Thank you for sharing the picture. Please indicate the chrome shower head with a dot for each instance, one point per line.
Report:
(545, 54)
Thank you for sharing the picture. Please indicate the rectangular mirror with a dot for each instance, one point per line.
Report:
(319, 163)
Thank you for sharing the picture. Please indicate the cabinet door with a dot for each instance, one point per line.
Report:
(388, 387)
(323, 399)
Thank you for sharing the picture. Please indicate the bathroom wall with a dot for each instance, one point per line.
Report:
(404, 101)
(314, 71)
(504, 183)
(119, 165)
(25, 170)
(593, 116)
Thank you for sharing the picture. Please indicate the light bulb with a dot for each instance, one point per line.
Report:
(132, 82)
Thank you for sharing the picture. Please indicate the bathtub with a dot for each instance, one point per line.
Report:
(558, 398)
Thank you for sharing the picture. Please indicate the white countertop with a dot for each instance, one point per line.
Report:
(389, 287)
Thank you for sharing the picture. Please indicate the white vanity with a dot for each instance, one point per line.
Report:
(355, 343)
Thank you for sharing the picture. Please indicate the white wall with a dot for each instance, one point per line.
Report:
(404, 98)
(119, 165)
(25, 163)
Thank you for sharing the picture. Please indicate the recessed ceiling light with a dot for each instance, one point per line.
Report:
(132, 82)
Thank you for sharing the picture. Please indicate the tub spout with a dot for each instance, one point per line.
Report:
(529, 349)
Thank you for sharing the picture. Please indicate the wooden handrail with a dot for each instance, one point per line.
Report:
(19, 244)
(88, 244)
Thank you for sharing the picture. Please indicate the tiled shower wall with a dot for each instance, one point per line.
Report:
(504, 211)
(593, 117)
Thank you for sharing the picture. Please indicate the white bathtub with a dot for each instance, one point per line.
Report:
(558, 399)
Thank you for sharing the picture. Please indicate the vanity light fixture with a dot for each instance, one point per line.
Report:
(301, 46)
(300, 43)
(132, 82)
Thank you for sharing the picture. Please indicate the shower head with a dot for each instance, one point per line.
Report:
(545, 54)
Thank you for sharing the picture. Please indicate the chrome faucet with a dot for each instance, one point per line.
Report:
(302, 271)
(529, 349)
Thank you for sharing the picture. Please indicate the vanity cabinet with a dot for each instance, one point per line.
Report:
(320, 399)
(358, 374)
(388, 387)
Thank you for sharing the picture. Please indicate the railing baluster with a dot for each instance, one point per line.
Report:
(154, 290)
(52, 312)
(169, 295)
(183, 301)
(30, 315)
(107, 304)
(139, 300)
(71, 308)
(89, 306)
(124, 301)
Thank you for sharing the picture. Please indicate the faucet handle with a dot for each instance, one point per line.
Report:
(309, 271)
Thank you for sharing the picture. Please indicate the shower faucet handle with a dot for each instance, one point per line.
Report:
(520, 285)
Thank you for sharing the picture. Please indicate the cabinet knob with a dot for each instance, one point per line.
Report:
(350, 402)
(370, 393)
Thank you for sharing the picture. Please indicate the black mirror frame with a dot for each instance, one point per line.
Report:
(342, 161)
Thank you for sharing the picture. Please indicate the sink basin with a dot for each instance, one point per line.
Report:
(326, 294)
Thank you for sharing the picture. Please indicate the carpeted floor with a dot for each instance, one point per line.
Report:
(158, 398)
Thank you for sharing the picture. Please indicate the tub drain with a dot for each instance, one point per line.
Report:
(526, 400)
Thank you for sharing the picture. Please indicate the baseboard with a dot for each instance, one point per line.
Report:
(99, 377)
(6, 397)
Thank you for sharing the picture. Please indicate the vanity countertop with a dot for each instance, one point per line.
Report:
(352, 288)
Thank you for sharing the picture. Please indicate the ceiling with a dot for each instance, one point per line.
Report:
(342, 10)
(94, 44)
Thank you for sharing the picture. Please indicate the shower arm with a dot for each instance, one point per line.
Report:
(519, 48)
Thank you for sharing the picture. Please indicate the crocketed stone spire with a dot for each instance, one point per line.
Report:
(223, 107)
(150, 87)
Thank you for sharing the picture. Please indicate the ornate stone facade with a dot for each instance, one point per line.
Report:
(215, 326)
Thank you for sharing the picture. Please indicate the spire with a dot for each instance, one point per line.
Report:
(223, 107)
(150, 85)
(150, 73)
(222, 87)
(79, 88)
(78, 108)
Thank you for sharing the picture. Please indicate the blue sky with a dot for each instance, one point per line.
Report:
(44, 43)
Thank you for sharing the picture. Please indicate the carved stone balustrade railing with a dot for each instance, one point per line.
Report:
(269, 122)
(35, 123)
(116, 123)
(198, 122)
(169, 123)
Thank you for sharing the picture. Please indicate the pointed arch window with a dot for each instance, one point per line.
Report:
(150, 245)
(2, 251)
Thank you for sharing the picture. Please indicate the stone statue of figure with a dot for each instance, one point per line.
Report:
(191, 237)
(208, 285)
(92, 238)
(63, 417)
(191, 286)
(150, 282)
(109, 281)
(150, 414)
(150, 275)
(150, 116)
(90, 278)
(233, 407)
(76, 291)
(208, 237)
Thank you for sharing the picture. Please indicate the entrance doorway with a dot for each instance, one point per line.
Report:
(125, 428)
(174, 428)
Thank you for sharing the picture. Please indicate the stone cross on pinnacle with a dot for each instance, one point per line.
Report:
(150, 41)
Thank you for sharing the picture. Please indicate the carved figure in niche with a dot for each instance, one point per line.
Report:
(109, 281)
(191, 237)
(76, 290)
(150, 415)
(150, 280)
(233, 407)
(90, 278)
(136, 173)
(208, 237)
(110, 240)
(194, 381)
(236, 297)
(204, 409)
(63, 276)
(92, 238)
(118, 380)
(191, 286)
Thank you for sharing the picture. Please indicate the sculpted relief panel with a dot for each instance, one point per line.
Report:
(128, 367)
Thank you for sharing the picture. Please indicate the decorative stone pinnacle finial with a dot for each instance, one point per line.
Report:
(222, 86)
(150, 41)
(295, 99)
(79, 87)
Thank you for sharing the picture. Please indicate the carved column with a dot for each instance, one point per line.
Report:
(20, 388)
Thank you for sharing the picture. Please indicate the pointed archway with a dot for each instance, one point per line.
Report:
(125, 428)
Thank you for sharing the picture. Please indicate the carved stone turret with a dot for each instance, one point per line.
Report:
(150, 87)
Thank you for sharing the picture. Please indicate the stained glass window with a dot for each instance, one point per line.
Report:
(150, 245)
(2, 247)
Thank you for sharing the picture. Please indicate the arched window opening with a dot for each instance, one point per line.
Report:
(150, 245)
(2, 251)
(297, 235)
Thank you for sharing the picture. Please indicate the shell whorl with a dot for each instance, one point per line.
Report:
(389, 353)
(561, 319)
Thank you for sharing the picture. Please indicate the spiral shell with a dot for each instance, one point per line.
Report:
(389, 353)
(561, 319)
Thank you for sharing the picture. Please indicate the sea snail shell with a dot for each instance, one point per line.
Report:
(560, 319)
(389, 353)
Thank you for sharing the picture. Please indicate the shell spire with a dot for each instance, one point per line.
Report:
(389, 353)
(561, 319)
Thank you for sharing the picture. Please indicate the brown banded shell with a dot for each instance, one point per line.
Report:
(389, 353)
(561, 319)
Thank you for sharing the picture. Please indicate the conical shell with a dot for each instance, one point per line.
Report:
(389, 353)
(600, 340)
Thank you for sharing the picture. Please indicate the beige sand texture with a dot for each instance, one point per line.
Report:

= Given problem =
Set down verbatim the entries from the line containing "the shell spire" through the end of the entries, both ends inclusive.

= Result below =
Thank you for sharing the picture. Please indicate the shell spire with a dot for each instance, one point per line.
Report:
(389, 353)
(561, 319)
Thank you for sharing the picture. Please indicate the brown banded shell with a dot for each instance, one point per line.
Report:
(389, 353)
(561, 319)
Thank you for sharing the picture. Please indicate the conical shell with a dot for each instance, one point per line.
Report:
(389, 353)
(600, 340)
Thank you for sharing the picture. Please indicate the beige sand texture with a dot for each instance, one point per line.
Report:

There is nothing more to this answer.